● **WHAT THE TASK REQUIRES**: Would you please print exactly the lines that run from the one with "Practice step: locate the boy in green" to the last line of the data, both included, without any pictures?

● **INPUT DATA**:
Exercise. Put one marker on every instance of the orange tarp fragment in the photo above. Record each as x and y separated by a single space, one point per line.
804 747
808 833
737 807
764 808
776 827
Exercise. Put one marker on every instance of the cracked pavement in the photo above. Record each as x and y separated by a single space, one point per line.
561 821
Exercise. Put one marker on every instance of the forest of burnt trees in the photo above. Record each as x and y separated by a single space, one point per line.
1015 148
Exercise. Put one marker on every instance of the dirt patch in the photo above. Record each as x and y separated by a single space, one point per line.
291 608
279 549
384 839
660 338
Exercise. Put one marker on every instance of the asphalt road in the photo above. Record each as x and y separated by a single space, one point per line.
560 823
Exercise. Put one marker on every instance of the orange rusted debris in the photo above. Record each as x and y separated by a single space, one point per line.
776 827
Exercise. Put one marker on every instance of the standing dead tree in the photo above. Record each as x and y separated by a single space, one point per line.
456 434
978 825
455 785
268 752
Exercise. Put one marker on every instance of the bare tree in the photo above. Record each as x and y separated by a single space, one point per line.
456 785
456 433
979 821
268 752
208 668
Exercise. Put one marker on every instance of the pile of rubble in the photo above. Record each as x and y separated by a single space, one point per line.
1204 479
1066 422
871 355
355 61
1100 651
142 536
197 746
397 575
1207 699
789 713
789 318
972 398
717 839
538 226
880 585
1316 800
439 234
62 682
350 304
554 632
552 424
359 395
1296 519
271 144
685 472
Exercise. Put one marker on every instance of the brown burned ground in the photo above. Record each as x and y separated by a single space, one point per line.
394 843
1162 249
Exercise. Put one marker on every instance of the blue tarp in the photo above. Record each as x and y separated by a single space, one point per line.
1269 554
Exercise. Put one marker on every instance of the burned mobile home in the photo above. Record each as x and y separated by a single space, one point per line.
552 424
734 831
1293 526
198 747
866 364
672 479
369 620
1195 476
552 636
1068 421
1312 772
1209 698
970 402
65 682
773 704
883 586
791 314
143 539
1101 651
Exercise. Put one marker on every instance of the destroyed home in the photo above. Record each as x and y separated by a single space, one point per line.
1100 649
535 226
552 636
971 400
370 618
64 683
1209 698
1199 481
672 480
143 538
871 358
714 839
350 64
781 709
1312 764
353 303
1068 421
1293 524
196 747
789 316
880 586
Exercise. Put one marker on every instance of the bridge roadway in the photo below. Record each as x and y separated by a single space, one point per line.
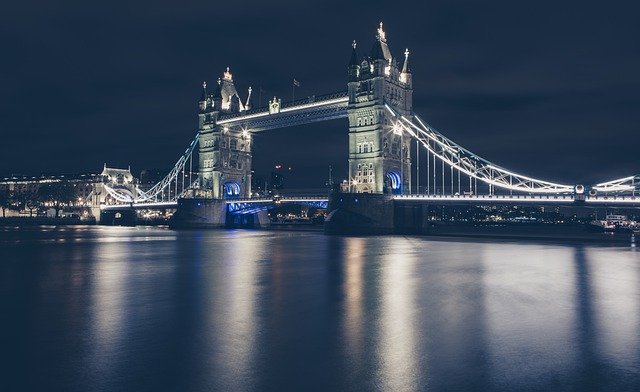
321 201
300 112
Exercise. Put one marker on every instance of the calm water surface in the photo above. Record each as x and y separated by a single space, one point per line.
149 309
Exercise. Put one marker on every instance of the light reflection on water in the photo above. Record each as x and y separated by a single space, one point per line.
151 309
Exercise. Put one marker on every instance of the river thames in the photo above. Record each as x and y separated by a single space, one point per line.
149 309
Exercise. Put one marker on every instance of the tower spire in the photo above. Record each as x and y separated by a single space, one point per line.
381 36
354 55
405 67
203 96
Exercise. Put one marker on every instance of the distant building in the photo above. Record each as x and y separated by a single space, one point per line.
24 186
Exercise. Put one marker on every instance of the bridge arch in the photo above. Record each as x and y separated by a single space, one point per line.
231 190
393 183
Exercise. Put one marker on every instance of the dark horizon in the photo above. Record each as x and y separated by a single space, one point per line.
546 89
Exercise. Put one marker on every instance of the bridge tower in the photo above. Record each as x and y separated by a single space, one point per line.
379 153
224 154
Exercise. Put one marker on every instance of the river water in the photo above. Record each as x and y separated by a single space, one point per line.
150 309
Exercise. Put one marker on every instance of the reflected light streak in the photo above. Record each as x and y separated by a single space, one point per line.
397 349
615 279
353 291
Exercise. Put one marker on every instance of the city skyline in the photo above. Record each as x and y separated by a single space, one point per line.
123 90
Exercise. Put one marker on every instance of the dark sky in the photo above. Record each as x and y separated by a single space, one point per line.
547 88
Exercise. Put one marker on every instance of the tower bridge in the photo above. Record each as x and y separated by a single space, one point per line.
378 106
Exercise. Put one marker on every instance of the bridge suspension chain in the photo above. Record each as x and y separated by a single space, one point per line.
470 164
169 189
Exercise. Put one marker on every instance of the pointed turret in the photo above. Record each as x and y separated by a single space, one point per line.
216 97
354 55
405 75
380 50
247 105
203 98
354 67
405 67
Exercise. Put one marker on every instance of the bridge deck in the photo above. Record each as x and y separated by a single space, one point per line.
594 201
313 109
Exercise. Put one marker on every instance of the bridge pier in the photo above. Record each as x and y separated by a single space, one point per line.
125 217
201 213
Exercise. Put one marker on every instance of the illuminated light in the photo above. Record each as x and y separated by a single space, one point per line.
382 36
228 75
390 110
342 100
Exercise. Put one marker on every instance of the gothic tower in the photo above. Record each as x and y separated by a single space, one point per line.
379 153
224 153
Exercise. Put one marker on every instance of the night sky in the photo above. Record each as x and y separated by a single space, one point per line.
547 88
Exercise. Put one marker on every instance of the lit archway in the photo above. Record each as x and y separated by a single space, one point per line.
393 183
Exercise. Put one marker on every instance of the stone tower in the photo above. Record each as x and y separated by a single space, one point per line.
379 153
224 153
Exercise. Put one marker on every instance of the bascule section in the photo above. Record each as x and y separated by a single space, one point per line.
379 153
224 152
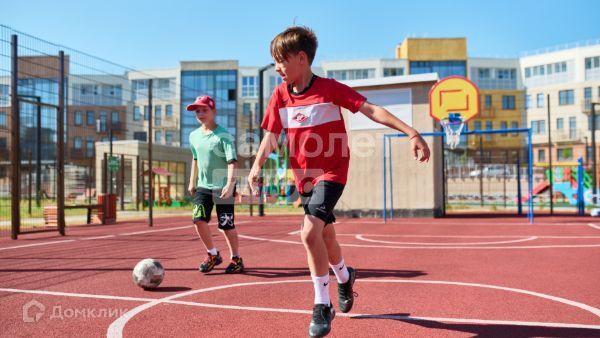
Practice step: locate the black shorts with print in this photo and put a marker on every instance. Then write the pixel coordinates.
(321, 200)
(205, 199)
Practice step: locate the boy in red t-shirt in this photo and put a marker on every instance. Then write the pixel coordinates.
(307, 108)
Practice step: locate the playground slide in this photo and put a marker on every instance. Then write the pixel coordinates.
(538, 189)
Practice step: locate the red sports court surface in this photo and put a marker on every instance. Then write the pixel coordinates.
(416, 277)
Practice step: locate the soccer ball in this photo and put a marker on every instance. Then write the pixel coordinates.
(148, 273)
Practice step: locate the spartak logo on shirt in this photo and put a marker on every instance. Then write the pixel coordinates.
(299, 117)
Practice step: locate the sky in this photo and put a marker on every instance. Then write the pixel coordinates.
(158, 34)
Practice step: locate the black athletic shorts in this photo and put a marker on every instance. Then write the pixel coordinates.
(205, 199)
(321, 200)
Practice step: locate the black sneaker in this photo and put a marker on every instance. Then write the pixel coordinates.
(236, 266)
(210, 261)
(320, 325)
(345, 292)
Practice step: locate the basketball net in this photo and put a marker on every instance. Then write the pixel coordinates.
(453, 126)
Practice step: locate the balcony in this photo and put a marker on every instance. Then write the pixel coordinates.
(567, 135)
(586, 106)
(78, 154)
(116, 127)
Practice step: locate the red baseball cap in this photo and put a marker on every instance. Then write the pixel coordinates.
(205, 101)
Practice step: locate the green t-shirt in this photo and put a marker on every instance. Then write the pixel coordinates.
(212, 151)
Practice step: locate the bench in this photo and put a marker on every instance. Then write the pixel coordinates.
(51, 212)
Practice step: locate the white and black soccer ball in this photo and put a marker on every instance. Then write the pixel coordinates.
(148, 273)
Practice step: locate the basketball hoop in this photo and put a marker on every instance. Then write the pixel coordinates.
(453, 126)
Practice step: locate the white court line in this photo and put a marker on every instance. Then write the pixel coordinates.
(594, 226)
(116, 328)
(526, 239)
(467, 236)
(36, 244)
(152, 231)
(305, 312)
(98, 237)
(431, 247)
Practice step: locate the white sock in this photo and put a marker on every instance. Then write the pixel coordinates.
(341, 271)
(321, 284)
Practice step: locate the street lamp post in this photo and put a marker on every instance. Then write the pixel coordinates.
(261, 71)
(99, 129)
(593, 107)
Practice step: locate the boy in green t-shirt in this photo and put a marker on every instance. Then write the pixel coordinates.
(212, 182)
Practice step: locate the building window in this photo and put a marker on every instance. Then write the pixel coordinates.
(157, 115)
(77, 143)
(443, 68)
(504, 126)
(597, 126)
(488, 126)
(90, 118)
(89, 147)
(249, 86)
(587, 97)
(540, 100)
(592, 62)
(483, 73)
(78, 118)
(542, 155)
(488, 101)
(136, 113)
(572, 127)
(564, 154)
(115, 119)
(393, 72)
(538, 127)
(566, 97)
(508, 102)
(103, 120)
(140, 136)
(351, 74)
(246, 109)
(505, 73)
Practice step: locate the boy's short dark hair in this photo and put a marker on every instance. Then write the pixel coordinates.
(295, 39)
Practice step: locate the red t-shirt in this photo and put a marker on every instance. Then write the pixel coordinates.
(315, 129)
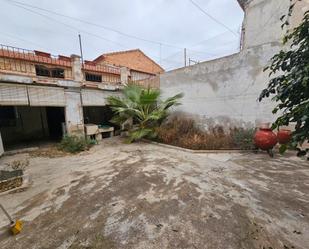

● **EXERCISE RESULT**:
Practice step: locate the boy in green t-shirt in this photo and put a marker on every instance. Then write the pixel coordinates.
(212, 182)
Practice step: locate the building window in this photo and put a marker on every instance. Then write the pixel coordinates.
(157, 115)
(77, 143)
(443, 68)
(504, 126)
(597, 126)
(488, 126)
(90, 118)
(89, 147)
(249, 86)
(587, 97)
(540, 100)
(592, 62)
(483, 73)
(78, 118)
(542, 155)
(488, 101)
(136, 113)
(572, 127)
(564, 154)
(115, 119)
(393, 72)
(538, 127)
(566, 97)
(508, 102)
(103, 120)
(140, 136)
(351, 74)
(246, 109)
(505, 73)
Practice step: locate the boy's short dark hair in this photo and put a marker on every instance. Then write the pixel coordinates.
(295, 39)
Practice step: locate the red t-shirt in this photo and put a marker on every instance. Then write the pixel coordinates.
(315, 129)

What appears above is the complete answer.